25.03.2017
Рецензія на книжку:
О.Апальков, Проценко Микола, Товберг Олександр. журнал "Склянка Часу*Zeitglas", № 76 : літературно-мистецький журнал "Склянка Часу*Zeitglas"
(Переклад:
Апальков Олександр, Хомутина Хельга)
Владимир Ерёменко
ЧТО ИСПОВЕДУЕМ?
Авторам 76-й "Склянки Часу"
Без увертюры не обойтись.
О друзьях буду говорить обстоятельно и комплиментарно, об остальных – как получится. Впрочем, за взятку могу спеть осанну кому угодно. Или хотя бы за магарыч. Не взыщите. Мы живем ведь в нищей, кумовской и коррумпированной зоне.
Те из неупомянутых, кто чувствует себя на высоте, наслаждайтесь. Нечего страдать и сомневающимся. Ибо всё впереди. В свое время, вступая на скользкую стезю литературы, я отдавал себе отчет, что не умею писать хороших рассказов. Сейчас я не умею писать плохих рассказов. Между первым состоянием и вторым прошло полвека. После первых двадцати лет моих литературных забав я стал профессиональным писателем, не опубликовав ни строчки. Почему? Я жаждал влезть только в центральные журналы, полагая, что путь туда пролегает через ясность мысли, простоту, точность слова, прозрачность, музыкальность. И совершенствовал себя в этом направлении. Но печатных площадей центральных журналов не хватало даже на членов, на 10 тысяч членов Союза писателей СССР, а я был не член, я был посторонним. К тому же, в совейские времена – это я понял годам к тридцати – успеха можно было достичь только двумя способами – либо неистово услужать власти, либо неистово диссиденствовать. Я же по своей наивности, упорно следовал пушкинскому предписанию: "Ты царь, живи один, дорогою свободной иди, куда влечет тебя свободный ум…".

Предоставленный материал:
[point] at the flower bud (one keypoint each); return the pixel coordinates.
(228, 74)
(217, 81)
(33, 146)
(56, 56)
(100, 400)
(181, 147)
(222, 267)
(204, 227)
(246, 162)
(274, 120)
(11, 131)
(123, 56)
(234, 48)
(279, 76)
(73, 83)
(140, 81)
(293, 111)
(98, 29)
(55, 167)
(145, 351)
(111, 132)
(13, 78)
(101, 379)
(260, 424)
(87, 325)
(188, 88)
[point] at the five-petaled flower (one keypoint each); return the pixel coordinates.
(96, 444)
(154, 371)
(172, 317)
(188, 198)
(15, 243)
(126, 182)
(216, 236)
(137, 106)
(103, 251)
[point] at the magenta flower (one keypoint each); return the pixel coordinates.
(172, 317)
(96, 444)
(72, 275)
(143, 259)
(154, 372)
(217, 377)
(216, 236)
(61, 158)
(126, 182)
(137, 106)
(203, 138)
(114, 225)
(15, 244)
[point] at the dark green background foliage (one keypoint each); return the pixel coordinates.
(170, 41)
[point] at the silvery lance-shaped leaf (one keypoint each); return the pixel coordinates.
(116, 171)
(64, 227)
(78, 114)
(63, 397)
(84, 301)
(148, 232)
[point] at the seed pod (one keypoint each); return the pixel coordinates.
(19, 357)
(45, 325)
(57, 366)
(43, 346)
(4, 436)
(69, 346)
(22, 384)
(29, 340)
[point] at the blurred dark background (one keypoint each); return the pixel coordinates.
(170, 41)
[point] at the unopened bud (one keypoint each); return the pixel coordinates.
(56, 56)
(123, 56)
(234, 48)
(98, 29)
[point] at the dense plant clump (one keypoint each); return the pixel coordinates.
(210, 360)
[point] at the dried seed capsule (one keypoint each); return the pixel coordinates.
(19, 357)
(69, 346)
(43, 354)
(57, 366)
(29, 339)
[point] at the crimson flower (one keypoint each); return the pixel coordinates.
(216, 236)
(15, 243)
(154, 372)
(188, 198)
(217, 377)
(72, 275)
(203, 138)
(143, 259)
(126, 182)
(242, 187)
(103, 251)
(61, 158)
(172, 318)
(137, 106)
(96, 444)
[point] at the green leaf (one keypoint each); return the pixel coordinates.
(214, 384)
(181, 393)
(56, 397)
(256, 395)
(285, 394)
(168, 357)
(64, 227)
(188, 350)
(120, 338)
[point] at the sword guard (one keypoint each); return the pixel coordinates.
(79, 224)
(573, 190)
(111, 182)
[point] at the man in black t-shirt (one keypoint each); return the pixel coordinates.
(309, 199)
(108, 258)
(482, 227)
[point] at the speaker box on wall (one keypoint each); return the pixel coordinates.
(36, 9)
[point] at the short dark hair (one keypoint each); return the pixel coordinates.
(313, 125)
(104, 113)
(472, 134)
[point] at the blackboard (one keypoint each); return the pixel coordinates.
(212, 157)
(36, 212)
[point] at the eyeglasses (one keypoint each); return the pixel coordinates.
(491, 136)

Цель упражнения: Продолжите рецензию на 76-й номер журнала «Склянка Часу», начав сразу после ее последнего приведенного предложения. Материал здесь никакой роли не играет.

Ответ:
Если читатель, раскрыв книгу или журнал, после первых же строчек швыряет "литературу" под кровать, сопровождая это деяние нецензурными выражениями, автор означенной "литературы" не может отвертеться никакими доводами профессоров от изящной словесности о высоких художественных достоинствах его текста. Текст обязан увлекать без кнута. Иначе он нужен только автору. Тексту полагается быть интересным для читателя. Интересным – разбудить, удивить, рассмешить, вышибить слезу. И читабельным – поить читателя прозрачной живой водой, а не мутной или, еще хуже, мертвой.
Труд, вложенный литератором в свои писания, не должен мозолить глаза читателю. Вряд ли я буду оригинальным, однако скажу, что чем больше трудов души и ума вложено в текст, тем труд менее заметен, а текст читабельнее, живее. Вспомните формулу Успеха по Эйнштейну.
Оригинальность? Нет проблем. Каждый из нас – уникум. И для того, чтобы быть оригинальным в литературе, требуется опять же простая (гениальная) вещь – писать исключительно из себя.
А собственный стиль? Еще проще. Его, как в конечном счете я выяснил, не нужно искать. Он является сам. Двадцать-тридцать лет систематических литературных экзерсисов, и ты обречен не только на собственный стиль, но и на приятные изменения – по Анатолю Франсу – твоей физиономии.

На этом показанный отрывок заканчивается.